Segment Start: RECORDS SUPPLIED

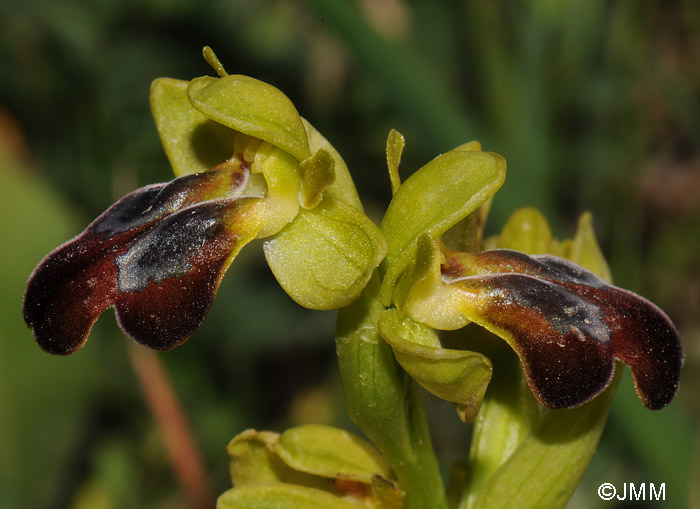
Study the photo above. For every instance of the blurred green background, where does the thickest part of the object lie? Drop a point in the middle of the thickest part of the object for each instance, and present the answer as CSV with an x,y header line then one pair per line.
x,y
595,104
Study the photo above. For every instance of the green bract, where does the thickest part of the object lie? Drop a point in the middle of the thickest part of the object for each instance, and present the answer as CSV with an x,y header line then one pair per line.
x,y
307,467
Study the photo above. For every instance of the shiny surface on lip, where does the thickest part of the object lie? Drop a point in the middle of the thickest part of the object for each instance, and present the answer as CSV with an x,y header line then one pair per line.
x,y
157,256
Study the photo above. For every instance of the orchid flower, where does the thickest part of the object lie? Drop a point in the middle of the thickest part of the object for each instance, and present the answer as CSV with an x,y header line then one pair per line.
x,y
247,166
566,324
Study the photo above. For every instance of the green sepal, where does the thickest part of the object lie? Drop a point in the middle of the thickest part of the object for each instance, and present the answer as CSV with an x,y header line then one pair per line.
x,y
458,376
252,107
192,142
330,452
528,231
385,402
317,173
432,200
325,256
289,496
585,250
283,179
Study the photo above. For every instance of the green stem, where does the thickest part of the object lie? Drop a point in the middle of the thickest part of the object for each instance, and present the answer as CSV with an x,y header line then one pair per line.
x,y
385,403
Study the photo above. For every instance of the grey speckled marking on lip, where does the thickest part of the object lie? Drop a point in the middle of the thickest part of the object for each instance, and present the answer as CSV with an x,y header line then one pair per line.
x,y
166,250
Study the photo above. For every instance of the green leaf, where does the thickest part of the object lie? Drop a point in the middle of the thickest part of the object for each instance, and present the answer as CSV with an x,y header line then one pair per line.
x,y
325,256
435,198
192,142
288,496
252,107
458,376
330,452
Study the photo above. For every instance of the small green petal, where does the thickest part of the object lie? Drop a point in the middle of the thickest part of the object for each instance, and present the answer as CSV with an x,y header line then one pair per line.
x,y
192,142
325,256
283,178
434,199
343,187
251,107
317,173
288,496
458,376
330,452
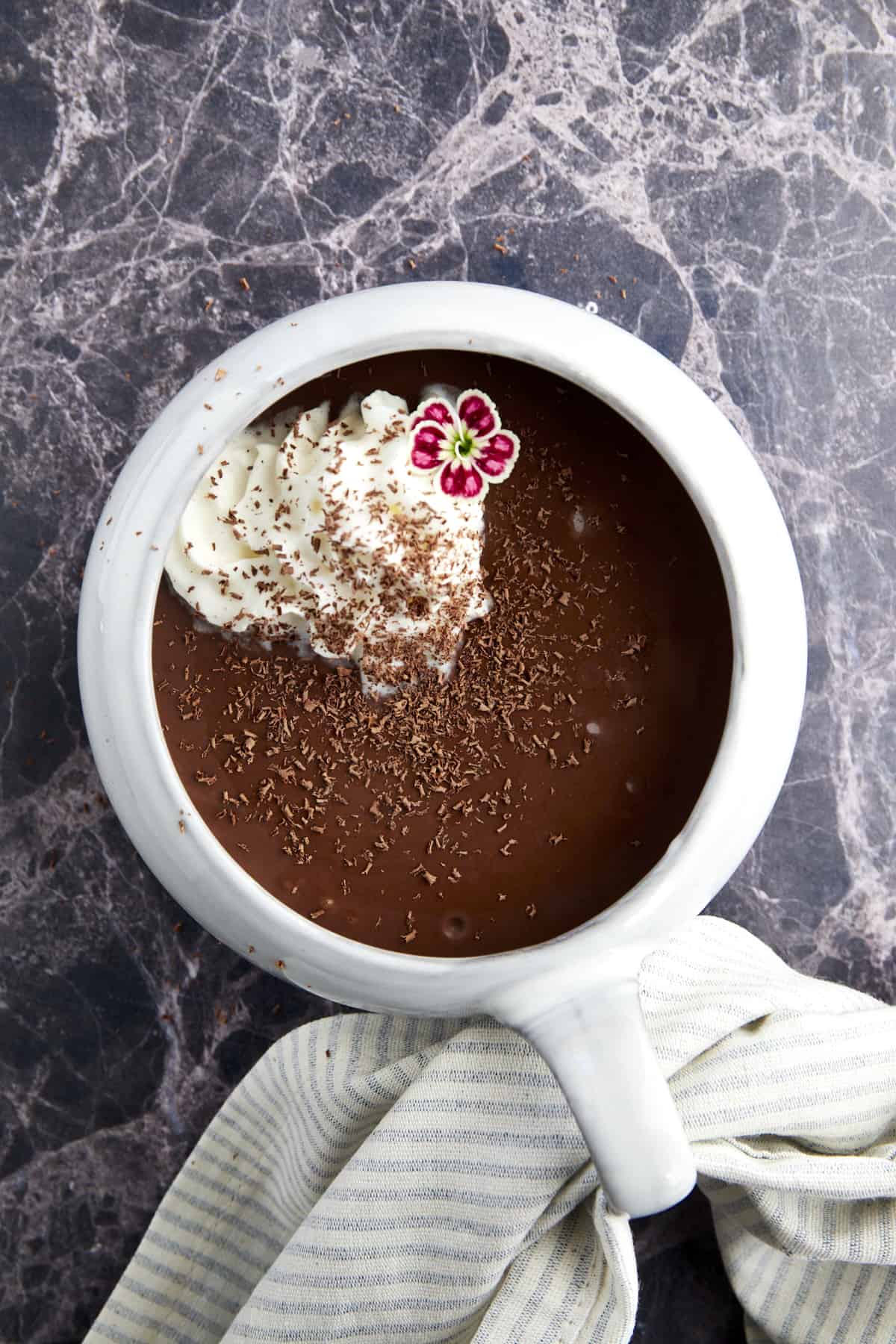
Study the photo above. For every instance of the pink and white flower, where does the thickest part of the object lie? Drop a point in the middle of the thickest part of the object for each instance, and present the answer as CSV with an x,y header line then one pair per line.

Segment End: RECORDS SUPPLIED

• **REQUIRED WORK**:
Write every line of the data out again exactly, leaving out all images.

• **YOUR SOLUTION**:
Study the photo above. For every instance of the blurred green background, where does the thickest part of the object lie? Drop a point in the middle of the thickest part of the object for each instance, and present the answer as CSV with an x,y header line then one pair per line.
x,y
595,104
Study the photo above. For every instance of the green bract, where does the thickest part of the object lie? Drop a point in the middle of the thickest part of the object for each instance, and present the answer as CSV with an x,y header line then one pair per line.
x,y
307,467
Study the photo above. For every instance of the shiny surface on lip, where does the thickest part of the object lie? Drop a point in the middle of the thickest part of the object for each instance, and present the answer as CSV with an x,y header line then one pair per line.
x,y
157,256
Study the photo above. For every instance of the orchid flower, where does the thickest part of the object lie? Drop a point in the middle of the thickest part of the object for each instance, and present the answer as CSV with an x,y header line then one pair per line.
x,y
247,166
566,324
Study the photo above. For every instance of the green sepal, where does the thickest part of the object lie? Drop a point in the middle of the thickest part of the object for each instance, and present the answer as CSV with an x,y header line then one pair per line.
x,y
458,376
252,107
192,142
330,452
528,231
385,402
317,173
432,200
325,256
289,496
585,250
283,179
Study the photo above. For every instance of the green stem, where does the thickest part of the object lie? Drop a point in the middle of the thickest part of the object for each instance, and present the answer as CSV with an x,y header line then one pair per line.
x,y
385,403
Study the photo above. For every instance of the grey speckled marking on lip, where does the thickest part of the object lie? Drop a point in the middle of the thickest part of the object for each instance, and present the answer as CSV with an x,y header line then one pair per line.
x,y
166,250
Study the photo above. For every instance of the green leaf, where does the thickest part of the object lie? Drop a point in the middle of the thickest part of the object for each instance, and present the answer as CSV with an x,y header line then one pair per line.
x,y
325,256
435,198
192,142
288,496
252,107
458,376
330,452
Study the photo above. For every instance of the small green petal, where does the thickest part of the object lie? Drop a point in the middle of the thickest part of the object for each instance, and present the answer as CSV with an x,y header line then one pair per line.
x,y
192,142
325,256
283,178
434,199
343,187
251,107
317,173
288,496
458,376
330,452
Study the photo above. For every instance of the pink and white flower, where does the thickest part of the object lie? Drop a point in the middle of the thickest part of the object for each instance, and present the answer as CSV with an x,y header line then one pair per line.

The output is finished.